> 課題 1: 焼却炉に関する抜粋のうち、「図5には、本発明のストーカ構」で始まり「りごみホッパ3に投入される。」まで続く箇所を正確に書き写してください。
> 課題 2:
焼却炉に関する抜粋に基づき、次の問いに答えてください。
(a) ごみピットに集積されたごみをごみホッパ3に投入するのは何か。
(b) 二次燃焼室5Bの壁部には何が埋め込まれているか。
(c) 煙道に誘引送風機が設けられているのは何のためか。

━━ 抜粋本文

図5には、本発明のストーカ構造を採用したストーカ機構が組み込まれた焼却炉1が例示されている。
【0024】
当該焼却炉1は、ごみ収集車による収集され、ごみピットに集積された家庭ごみなどを被焼却物として焼却する都市ごみ焼却炉である。ごみピットに集積されたごみがごみクレーン2によりごみホッパ3に投入される。
【0025】
ごみホッパ3の底部に備えた油圧駆動式の給じん装置4によりごみが炉室5に押込み投入される。炉室5は、主燃焼室5Aと、主燃焼室5Aで生じた燃焼排ガスをその上方空間で完全燃焼させる二次燃焼室5Bを備え、二次燃焼室5Bの壁部に廃熱ボイラの複数の水管が埋め込まれている。二次燃焼室5Bの上方の炉出口7から煙道に流出した燃焼排ガスは、煙道に沿って配された減温塔、集塵機などの排ガス処理設備で浄化された後に煙突から排気される。炉室5を負圧に維持するべく、煙道には誘引送風機が設けられている。

━━━━
━━ 提供エントリ

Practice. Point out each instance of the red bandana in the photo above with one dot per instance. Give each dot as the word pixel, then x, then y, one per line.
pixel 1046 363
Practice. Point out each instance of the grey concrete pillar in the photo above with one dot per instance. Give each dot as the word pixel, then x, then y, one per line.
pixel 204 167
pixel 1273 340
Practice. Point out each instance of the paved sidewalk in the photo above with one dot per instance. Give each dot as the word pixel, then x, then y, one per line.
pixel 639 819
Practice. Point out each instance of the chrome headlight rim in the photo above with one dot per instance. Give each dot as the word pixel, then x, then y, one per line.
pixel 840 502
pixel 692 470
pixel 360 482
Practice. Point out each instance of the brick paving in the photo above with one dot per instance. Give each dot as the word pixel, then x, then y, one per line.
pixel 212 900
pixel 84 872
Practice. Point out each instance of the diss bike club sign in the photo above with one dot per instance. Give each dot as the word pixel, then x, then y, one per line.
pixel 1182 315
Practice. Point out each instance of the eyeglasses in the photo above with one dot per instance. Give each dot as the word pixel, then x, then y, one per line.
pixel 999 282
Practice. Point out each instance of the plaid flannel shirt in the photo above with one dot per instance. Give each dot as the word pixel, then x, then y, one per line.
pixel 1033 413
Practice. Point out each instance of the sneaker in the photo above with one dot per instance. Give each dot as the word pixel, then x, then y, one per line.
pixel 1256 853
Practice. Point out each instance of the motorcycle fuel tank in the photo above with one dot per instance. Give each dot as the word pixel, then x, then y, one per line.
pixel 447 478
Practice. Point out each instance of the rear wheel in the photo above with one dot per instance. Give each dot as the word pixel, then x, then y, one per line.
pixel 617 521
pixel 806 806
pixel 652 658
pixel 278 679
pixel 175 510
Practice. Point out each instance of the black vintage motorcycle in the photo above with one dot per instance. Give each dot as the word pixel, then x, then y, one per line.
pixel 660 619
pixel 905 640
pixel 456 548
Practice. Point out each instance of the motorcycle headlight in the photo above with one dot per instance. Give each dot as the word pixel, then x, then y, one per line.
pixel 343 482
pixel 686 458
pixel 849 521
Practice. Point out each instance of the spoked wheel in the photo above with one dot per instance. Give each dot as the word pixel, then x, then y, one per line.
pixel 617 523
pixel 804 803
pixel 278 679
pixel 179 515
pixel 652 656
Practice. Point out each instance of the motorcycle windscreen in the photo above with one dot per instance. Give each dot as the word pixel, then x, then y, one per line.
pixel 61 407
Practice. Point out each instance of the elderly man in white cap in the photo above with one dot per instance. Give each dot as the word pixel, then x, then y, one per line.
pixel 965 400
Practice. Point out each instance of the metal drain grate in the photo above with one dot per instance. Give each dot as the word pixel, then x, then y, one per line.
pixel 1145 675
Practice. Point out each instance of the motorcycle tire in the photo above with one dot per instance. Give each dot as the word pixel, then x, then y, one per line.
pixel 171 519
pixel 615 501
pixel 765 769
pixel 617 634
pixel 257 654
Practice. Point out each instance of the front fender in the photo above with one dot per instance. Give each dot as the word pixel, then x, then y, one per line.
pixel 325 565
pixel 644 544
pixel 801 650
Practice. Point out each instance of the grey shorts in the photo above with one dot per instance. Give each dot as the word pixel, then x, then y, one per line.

━━━━

> 解答 1:
図5には、本発明のストーカ構造を採用したストーカ機構が組み込まれた焼却炉1が例示されている。
【0024】
当該焼却炉1は、ごみ収集車による収集され、ごみピットに集積された家庭ごみなどを被焼却物として焼却する都市ごみ焼却炉である。ごみピットに集積されたごみがごみクレーン2によりごみホッパ3に投入される。

> 解答 2:
(a) ごみクレーン2
(b) 廃熱ボイラの複数の水管
(c) 炉室5を負圧に維持するため